╭─ Available data

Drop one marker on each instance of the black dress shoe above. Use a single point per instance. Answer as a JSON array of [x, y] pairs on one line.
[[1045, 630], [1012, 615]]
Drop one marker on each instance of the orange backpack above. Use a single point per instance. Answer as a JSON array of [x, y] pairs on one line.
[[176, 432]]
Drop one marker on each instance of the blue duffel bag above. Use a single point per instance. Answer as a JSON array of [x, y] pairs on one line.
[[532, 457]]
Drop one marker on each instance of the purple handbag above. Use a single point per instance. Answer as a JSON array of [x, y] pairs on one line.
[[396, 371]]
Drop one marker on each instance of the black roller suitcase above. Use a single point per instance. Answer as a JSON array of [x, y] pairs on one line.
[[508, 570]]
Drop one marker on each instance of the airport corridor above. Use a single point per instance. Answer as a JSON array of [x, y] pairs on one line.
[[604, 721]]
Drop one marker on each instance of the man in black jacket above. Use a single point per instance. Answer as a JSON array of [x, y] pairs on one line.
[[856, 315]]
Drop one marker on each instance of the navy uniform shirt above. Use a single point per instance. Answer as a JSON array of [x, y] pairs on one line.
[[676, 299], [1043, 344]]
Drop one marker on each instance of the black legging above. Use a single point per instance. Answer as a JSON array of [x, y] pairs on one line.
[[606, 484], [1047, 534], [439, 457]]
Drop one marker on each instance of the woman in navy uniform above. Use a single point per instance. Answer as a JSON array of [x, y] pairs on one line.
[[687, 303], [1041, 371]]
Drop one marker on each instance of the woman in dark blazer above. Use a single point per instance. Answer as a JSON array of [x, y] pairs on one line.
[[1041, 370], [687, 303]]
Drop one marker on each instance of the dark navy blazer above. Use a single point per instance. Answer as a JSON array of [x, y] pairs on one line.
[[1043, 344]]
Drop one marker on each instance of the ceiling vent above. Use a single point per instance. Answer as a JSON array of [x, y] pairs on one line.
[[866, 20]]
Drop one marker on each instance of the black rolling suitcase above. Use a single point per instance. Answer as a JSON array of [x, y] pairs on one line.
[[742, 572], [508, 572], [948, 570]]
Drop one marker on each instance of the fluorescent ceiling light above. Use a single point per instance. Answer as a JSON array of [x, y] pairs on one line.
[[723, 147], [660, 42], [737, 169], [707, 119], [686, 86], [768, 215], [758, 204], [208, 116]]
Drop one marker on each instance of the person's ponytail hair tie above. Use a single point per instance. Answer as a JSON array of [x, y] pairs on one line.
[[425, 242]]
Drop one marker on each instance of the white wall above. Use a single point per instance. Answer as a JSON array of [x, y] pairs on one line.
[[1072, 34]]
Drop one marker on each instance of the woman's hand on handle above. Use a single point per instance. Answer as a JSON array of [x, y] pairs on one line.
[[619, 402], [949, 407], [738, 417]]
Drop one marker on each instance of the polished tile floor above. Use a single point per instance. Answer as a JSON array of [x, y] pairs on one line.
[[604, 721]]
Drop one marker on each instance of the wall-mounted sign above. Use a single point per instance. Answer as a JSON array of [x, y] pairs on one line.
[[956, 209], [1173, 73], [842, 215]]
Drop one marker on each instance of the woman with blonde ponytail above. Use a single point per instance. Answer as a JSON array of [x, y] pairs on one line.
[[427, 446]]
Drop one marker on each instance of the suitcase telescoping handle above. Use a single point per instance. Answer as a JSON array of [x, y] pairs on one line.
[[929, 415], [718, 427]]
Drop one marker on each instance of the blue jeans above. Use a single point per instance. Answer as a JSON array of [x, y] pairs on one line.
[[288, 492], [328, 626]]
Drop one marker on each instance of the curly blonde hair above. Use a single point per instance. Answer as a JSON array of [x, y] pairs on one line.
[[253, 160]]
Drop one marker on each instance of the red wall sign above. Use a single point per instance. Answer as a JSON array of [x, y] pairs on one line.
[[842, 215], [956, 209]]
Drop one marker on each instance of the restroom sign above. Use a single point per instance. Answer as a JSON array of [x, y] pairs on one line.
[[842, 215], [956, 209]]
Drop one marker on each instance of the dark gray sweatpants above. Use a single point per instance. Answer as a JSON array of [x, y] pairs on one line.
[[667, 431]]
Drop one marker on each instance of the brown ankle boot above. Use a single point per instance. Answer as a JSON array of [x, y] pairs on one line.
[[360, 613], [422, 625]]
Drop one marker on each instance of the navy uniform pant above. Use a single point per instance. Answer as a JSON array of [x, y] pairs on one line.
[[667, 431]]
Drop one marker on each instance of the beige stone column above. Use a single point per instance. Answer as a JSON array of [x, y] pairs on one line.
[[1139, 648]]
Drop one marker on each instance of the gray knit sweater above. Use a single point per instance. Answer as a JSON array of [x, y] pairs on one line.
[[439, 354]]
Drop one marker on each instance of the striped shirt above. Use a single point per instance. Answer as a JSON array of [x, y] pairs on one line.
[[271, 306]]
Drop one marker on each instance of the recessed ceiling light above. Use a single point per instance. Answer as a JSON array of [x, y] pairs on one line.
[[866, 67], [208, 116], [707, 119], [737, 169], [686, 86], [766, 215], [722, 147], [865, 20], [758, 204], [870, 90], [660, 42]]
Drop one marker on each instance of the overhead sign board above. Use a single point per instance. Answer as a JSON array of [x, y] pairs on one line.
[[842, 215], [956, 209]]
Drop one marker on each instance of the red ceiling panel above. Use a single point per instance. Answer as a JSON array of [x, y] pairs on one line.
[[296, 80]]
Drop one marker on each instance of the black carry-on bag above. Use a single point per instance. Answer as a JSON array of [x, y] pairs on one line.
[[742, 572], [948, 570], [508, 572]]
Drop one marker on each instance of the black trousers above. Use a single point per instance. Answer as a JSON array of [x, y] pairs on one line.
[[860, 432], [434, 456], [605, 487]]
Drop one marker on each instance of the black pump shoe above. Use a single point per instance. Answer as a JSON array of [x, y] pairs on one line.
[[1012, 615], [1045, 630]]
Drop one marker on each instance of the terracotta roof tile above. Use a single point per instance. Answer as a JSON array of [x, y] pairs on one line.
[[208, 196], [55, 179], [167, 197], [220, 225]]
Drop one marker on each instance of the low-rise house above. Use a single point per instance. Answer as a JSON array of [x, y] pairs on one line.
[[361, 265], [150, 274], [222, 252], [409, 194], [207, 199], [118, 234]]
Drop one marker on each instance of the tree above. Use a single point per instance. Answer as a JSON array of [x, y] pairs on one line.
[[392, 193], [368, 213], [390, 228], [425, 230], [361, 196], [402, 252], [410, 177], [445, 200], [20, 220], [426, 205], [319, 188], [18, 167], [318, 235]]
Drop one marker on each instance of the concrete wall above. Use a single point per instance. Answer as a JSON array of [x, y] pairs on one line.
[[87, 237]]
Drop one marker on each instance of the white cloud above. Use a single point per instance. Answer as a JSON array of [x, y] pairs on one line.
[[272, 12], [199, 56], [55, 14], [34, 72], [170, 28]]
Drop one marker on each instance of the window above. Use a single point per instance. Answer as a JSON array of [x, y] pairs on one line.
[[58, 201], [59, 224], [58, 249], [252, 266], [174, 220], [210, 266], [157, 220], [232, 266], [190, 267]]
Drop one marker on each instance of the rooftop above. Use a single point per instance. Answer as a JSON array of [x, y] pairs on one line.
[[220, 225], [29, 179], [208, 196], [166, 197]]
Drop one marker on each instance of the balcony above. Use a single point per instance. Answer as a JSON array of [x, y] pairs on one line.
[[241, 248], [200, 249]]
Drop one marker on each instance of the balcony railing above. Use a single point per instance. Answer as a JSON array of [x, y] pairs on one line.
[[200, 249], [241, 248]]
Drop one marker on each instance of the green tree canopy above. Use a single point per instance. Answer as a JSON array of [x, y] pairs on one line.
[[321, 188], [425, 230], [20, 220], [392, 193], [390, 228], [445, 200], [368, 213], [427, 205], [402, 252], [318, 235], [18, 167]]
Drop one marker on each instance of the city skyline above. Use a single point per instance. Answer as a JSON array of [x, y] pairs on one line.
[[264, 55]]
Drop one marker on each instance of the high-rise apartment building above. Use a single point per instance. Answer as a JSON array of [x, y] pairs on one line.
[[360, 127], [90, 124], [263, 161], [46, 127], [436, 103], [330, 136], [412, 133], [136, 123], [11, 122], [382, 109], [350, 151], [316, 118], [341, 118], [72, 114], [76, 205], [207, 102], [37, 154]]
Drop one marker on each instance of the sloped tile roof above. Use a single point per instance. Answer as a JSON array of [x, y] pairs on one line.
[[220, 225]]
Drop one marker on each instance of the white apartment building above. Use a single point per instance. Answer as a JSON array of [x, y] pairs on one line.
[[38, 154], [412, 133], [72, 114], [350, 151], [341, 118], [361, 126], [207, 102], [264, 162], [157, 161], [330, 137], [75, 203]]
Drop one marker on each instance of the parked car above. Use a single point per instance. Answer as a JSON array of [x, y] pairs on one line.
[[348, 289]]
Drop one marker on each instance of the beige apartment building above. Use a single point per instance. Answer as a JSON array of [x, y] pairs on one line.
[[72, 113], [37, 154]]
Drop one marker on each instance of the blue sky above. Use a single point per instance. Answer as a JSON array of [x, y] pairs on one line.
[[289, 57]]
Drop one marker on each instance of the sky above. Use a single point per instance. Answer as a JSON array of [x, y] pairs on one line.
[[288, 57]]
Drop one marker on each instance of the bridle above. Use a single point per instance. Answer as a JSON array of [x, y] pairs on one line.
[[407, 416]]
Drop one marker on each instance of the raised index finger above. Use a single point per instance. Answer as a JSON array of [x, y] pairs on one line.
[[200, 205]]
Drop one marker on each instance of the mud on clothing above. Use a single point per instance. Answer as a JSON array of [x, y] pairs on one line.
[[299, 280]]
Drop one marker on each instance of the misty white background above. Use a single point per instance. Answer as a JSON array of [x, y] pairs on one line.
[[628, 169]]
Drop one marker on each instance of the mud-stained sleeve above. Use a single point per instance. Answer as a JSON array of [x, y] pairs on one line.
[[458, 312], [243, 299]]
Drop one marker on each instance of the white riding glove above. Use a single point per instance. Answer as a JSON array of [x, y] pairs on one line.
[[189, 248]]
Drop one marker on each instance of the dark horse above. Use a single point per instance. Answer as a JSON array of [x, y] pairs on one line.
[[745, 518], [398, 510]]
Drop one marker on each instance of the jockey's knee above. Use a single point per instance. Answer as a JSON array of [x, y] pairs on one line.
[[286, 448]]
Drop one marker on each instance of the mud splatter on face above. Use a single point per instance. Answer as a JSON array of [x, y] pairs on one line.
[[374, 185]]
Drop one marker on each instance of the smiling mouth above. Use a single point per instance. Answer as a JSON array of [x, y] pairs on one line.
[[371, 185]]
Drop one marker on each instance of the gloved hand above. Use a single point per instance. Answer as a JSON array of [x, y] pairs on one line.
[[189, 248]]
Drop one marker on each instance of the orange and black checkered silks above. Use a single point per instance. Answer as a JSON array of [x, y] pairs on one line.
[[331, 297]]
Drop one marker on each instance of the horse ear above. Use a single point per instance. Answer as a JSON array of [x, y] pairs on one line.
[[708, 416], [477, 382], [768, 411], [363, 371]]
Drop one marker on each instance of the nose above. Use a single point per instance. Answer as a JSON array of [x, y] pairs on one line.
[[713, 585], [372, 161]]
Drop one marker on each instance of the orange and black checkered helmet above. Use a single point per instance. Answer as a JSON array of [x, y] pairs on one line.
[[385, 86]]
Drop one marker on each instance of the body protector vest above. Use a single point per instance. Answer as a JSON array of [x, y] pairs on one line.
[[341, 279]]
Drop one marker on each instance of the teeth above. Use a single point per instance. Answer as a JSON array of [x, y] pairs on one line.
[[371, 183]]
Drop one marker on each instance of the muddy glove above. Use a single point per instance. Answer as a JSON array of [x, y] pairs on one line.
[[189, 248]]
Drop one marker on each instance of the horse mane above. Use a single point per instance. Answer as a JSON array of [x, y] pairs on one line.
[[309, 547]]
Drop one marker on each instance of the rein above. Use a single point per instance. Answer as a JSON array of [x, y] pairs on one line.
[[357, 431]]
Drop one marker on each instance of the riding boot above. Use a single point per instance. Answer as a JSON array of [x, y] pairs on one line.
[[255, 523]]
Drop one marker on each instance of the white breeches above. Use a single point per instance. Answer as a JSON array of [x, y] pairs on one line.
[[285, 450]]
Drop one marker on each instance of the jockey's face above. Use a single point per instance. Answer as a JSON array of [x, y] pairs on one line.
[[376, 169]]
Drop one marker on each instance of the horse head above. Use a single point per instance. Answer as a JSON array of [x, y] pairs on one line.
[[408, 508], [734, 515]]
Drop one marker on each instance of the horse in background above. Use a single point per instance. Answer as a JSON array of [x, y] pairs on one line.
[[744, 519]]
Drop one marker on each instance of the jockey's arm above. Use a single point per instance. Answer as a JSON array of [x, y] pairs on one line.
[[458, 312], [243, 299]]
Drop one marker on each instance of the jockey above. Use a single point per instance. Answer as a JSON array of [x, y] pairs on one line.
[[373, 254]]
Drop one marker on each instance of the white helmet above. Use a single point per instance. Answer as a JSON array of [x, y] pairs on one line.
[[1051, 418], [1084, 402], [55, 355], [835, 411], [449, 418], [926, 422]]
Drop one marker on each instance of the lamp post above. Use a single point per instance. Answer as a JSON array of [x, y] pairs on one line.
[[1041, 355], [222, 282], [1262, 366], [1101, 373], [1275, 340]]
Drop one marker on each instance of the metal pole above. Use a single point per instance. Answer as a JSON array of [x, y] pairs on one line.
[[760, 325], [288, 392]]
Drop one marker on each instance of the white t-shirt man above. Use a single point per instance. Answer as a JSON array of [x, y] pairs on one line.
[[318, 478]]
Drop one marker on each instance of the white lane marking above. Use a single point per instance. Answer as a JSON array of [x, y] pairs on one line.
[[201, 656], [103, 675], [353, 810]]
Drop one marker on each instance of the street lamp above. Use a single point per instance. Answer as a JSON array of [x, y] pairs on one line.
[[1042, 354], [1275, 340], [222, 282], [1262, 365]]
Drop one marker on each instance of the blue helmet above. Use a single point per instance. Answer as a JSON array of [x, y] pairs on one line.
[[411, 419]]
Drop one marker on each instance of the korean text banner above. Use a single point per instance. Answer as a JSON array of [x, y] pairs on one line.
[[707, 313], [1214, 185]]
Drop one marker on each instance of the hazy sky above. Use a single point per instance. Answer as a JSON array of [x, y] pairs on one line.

╰─

Task brief
Can you output the lines of the records word for word, starting at the line that contains "Drop one marker on each instance of the white riding" and ending at the line that contains "[[371, 183]]", with both of those lines included?

Response to the exercise
Drop one marker on each instance of the white riding glove above. Use a single point per instance. Answer as a JSON array of [x, y] pairs on one line.
[[189, 248]]
Drop one marker on each instance of the dark horse above. Use a single point per instance. Answer as a JSON array of [x, y] pairs on one line.
[[745, 518], [398, 510]]
Drop one marker on each instance of the jockey's knee above. Use a single point per instance. Answer as a JSON array of [x, y] pairs on one line.
[[286, 448]]
Drop one marker on each instance of the mud splatter on face above. Use a single point per instance. Answer as a JSON array of [x, y] pairs on one line.
[[374, 185]]
Drop one marker on each instance of the smiling mouth above. Use a single point per instance. Answer as a JSON array of [x, y] pairs on one line.
[[371, 185]]
Drop one marker on each instance of the gloved hand above. Use a single point per instance. Answer as a JSON array of [x, y] pairs on one line.
[[189, 248]]
Drop one marker on each instance of the orange and black checkered silks above. Use a single point per instance. Answer as a JSON array of [x, y] pairs on one line.
[[331, 297]]
Drop one marker on each instance of the horse ear above. Use a single point per instance. Answer as a JSON array of [x, y] pairs on one line.
[[708, 416], [477, 382], [768, 411], [363, 371]]
Drop one marker on each instance of the nose above. Use a single point per instance. Answer as a JSON array of [x, y] pairs on one line.
[[713, 585], [372, 161]]
Drop one marker on each instance of the orange and black checkered helmet above. Use a single point per instance. Answer as a JSON array of [x, y] pairs on one line.
[[385, 86]]
Drop one marker on each instance of the body protector vest above. Use a single point per instance. Answer as a JSON array of [x, y] pairs on one line.
[[341, 279]]
Drop one marker on each instance of the teeth above. Use a single point per instance. Answer as a JSON array of [x, y] pairs on one line.
[[371, 183]]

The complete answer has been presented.